Document excerpt ▸
┄┄┄┄┄┄┄┄┄┄┄┄┄┄┄┄┄┄┄┄
It was embarrassing on two fronts: how well this worked and how seamlessly trite indie bops could be applied to 19th cent French literature. Is it pretentious? Obviously. But I (and everyone else here) passed the pretentious threshold about a mile back when we agreed to attend Cambridge.  

So, what follows is three instalments of highly acclaimed French 19th century literature put to hackneyed playlists – if only so that whenever you think of Flaubert’s masterpiece, his legacy will be forever cheapened by my having applied Fiona Apple to it. 

Flaubert’s Madame Bovary features, without fail, on every Best Book list. It’s the Covid of being a French student – that is, there is no cure and it will get you sooner rather than later.  

But why is it so popular? Is it because it engendered an innovative mode of modern narration? No. And don’t believe your professors when they tell you otherwise. The real, actual reason is because Flaubert, literary pioneer that he was, endeavoured to create a female protagonist who could embody both Mitski’s ‘Last Words of a Shooting Star’ and her ‘Townie’. The polar ends of the Mitski emotional turmoil spectrum.
┄┄┄┄┄┄┄┄┄┄┄┄┄┄┄┄┄┄┄┄
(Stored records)
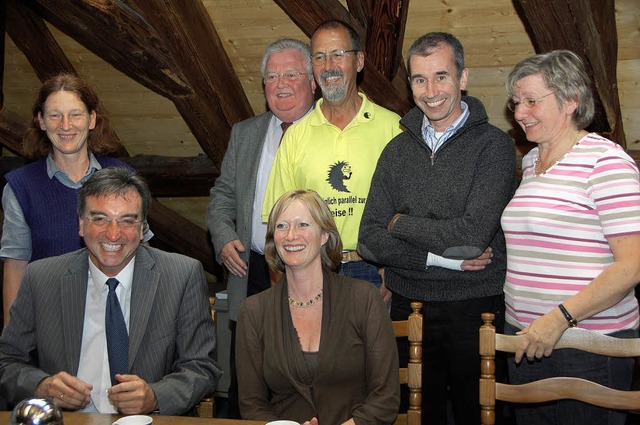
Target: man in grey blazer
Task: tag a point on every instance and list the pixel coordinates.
(55, 343)
(234, 213)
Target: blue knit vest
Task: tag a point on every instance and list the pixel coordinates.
(49, 208)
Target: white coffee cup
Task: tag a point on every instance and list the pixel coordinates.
(282, 422)
(134, 420)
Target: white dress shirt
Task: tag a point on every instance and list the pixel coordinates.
(94, 360)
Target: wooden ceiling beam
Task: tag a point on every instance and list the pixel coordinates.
(588, 28)
(218, 100)
(308, 14)
(120, 36)
(385, 22)
(173, 231)
(30, 34)
(167, 225)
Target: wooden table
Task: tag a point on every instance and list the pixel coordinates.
(75, 418)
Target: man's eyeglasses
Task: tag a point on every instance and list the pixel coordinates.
(75, 116)
(123, 223)
(336, 56)
(529, 102)
(273, 77)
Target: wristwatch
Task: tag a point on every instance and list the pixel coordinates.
(572, 322)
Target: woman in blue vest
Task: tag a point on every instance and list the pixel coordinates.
(69, 133)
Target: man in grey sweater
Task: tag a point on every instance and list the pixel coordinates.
(436, 199)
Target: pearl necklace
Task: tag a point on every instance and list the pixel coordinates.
(304, 304)
(536, 164)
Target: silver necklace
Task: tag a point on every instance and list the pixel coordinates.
(304, 304)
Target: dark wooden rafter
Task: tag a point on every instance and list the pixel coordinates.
(170, 228)
(587, 27)
(30, 34)
(156, 44)
(218, 100)
(308, 14)
(385, 23)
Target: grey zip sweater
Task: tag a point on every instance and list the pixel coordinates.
(452, 202)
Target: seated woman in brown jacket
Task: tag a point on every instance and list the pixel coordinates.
(317, 346)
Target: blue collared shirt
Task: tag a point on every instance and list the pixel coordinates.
(435, 141)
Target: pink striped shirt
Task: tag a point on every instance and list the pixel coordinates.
(556, 228)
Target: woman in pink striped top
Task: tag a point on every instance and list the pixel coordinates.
(573, 237)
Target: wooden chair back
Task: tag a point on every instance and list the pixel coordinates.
(412, 374)
(207, 406)
(551, 389)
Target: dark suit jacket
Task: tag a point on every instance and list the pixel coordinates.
(171, 333)
(231, 206)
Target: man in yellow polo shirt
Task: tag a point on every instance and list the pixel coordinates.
(335, 148)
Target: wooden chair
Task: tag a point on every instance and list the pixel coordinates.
(551, 389)
(412, 374)
(207, 406)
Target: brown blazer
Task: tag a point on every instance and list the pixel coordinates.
(357, 371)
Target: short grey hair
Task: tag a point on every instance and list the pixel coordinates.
(114, 181)
(425, 45)
(285, 44)
(564, 73)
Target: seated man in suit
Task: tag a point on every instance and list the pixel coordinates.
(116, 326)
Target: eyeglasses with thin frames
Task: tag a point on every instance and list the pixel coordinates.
(74, 116)
(529, 102)
(123, 223)
(337, 56)
(273, 77)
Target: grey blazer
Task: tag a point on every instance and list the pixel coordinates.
(171, 333)
(231, 206)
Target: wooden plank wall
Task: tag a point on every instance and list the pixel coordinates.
(491, 31)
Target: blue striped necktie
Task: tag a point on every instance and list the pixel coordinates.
(116, 331)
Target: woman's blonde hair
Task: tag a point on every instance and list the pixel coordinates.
(331, 251)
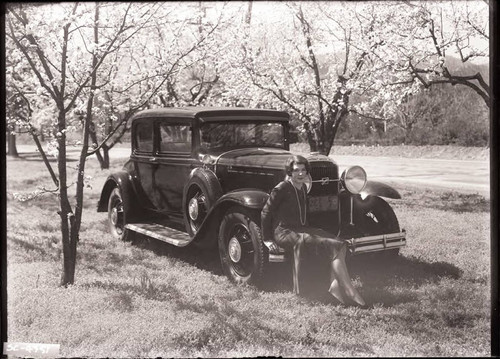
┄┄┄┄┄┄┄┄┄┄┄┄┄┄┄┄┄┄┄┄
Exercise description ▸ Rewrite the passage on French literature playlists above, between "So, what follows" and "emotional turmoil spectrum.", inclusive, replacing "Fiona Apple" with "Lana Del Rey".

Solution for this exercise ▸
So, what follows is three instalments of highly acclaimed French 19th century literature put to hackneyed playlists – if only so that whenever you think of Flaubert’s masterpiece, his legacy will be forever cheapened by my having applied Lana Del Rey to it. 

Flaubert’s Madame Bovary features, without fail, on every Best Book list. It’s the Covid of being a French student – that is, there is no cure and it will get you sooner rather than later.  

But why is it so popular? Is it because it engendered an innovative mode of modern narration? No. And don’t believe your professors when they tell you otherwise. The real, actual reason is because Flaubert, literary pioneer that he was, endeavoured to create a female protagonist who could embody both Mitski’s ‘Last Words of a Shooting Star’ and her ‘Townie’. The polar ends of the Mitski emotional turmoil spectrum.